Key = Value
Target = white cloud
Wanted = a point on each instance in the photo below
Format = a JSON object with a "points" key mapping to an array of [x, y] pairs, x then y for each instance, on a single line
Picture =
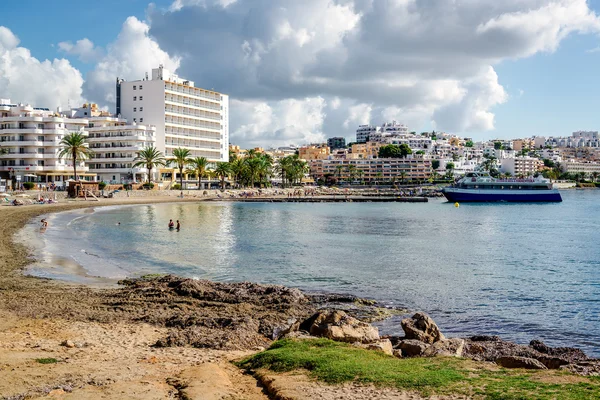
{"points": [[42, 83], [426, 62], [290, 121], [359, 114], [84, 49], [130, 56]]}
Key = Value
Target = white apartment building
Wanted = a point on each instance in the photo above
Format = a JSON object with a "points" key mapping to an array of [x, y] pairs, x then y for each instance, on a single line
{"points": [[520, 166], [574, 166], [31, 137], [115, 144], [364, 131], [184, 116]]}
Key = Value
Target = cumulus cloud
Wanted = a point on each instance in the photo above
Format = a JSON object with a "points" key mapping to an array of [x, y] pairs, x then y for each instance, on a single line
{"points": [[280, 123], [84, 49], [428, 62], [130, 56], [42, 83]]}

Exercise prompt
Output the data above exactly; pictures do not belong in the copy.

Answer section
Key = Value
Target = white cloud
Wanted = a point on each instance in the photo below
Format = a JSON object with a "points" key mapping to an array of [x, y] pairs, x then y for each instance, on a single line
Picture =
{"points": [[42, 83], [426, 62], [290, 121], [359, 114], [84, 49], [130, 56]]}
Key = Value
Target = white apartment building
Wanted = a point on each instance in the photo above
Format = a JSON object with a "points" key mapping to an array of [x, y] pairs, x then y for each instance, on a single line
{"points": [[520, 166], [574, 166], [31, 137], [115, 144], [364, 131], [184, 116]]}
Key = Value
Target = cumulus cloud
Wanted = a point on each instance in the photo above
Format = a JSON object with a "points" key mapping to an array of [x, y] pairs, x then y for each instance, on a single line
{"points": [[280, 123], [84, 49], [428, 62], [130, 56], [42, 83]]}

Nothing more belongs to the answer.